WHAT THE TASK REQUIRES: In the listing below, write out exactly each line from the first through the one containing "Target: white stripe on cone".

DATA FOR PROCESSING:
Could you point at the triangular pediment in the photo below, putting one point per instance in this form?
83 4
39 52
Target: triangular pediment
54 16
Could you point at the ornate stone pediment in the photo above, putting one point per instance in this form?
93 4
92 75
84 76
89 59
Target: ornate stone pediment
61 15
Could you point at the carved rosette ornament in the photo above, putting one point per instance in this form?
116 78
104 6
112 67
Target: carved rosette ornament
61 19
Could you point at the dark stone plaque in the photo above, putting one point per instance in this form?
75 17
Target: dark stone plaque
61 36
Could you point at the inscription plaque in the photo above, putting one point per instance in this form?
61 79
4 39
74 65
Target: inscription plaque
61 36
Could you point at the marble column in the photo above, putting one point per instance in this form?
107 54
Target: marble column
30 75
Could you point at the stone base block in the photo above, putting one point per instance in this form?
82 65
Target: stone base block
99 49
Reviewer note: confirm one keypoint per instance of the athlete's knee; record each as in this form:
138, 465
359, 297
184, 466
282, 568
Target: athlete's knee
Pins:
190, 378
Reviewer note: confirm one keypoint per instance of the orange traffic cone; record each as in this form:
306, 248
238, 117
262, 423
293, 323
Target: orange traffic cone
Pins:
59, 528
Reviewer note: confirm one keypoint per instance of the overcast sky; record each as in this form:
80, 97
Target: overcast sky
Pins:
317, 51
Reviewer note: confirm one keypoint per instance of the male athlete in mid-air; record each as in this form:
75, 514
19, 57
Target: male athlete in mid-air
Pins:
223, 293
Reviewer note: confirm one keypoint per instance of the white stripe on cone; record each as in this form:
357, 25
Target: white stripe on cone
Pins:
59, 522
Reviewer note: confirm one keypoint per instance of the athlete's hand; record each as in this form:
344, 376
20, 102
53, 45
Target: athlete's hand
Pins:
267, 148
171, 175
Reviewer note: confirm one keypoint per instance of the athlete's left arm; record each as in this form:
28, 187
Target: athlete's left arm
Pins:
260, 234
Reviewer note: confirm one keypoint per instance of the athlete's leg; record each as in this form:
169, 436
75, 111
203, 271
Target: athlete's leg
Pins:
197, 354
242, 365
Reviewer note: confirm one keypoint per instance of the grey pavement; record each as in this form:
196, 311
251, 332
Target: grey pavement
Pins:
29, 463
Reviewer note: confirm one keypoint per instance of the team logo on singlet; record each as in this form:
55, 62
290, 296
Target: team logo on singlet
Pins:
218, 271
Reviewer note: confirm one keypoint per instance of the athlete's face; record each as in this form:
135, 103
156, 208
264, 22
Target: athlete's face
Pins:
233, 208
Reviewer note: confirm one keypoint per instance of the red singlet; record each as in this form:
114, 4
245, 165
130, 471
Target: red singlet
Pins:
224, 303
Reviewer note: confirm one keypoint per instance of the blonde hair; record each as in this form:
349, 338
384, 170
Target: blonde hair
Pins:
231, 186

EXERCISE RESULT:
Could you point at the triangular pediment in the photo below, putting one point per instance in this form?
83 4
39 52
Target: triangular pediment
54 16
Could you point at the ornate stone pediment in the photo above, putting one point per instance in this form?
93 4
92 75
84 76
89 59
Target: ornate stone pediment
61 15
Could you point at the carved rosette ornament in the photo above, putting one point per instance in this form?
116 78
104 6
112 67
Target: carved rosette ornament
61 19
Could you point at the dark stone plaque in the photo above, putting one point per instance in this form?
75 17
Target: dark stone plaque
61 36
Could you point at the inscription plaque in the photo above, putting one point per instance in this form?
61 79
4 39
74 65
Target: inscription plaque
61 36
Could you point at the marble column in the photo above, putting one point per instance in this form?
107 54
Target: marble column
30 75
Could you point at the stone base block in the photo above, putting one point per instance in this form?
82 65
Target: stone base block
99 49
Reviewer note: confirm one keypoint per instance of the athlete's knee; record each as in this form:
138, 465
359, 297
184, 466
282, 568
Target: athlete's knee
Pins:
190, 378
Reviewer note: confirm one keypoint per instance of the orange traffic cone; record each as in this form:
306, 248
238, 117
262, 423
293, 323
Target: orange traffic cone
Pins:
59, 528
Reviewer note: confirm one keypoint per instance of the overcast sky; record each as in this form:
80, 97
Target: overcast sky
Pins:
317, 51
Reviewer note: confirm one keypoint per instance of the male athlete in mid-air; record each as in this form:
75, 514
19, 57
Target: male athlete in mid-air
Pins:
223, 293
Reviewer note: confirm one keypoint per instance of the white stripe on cone; record each as in this form:
357, 25
Target: white stripe on cone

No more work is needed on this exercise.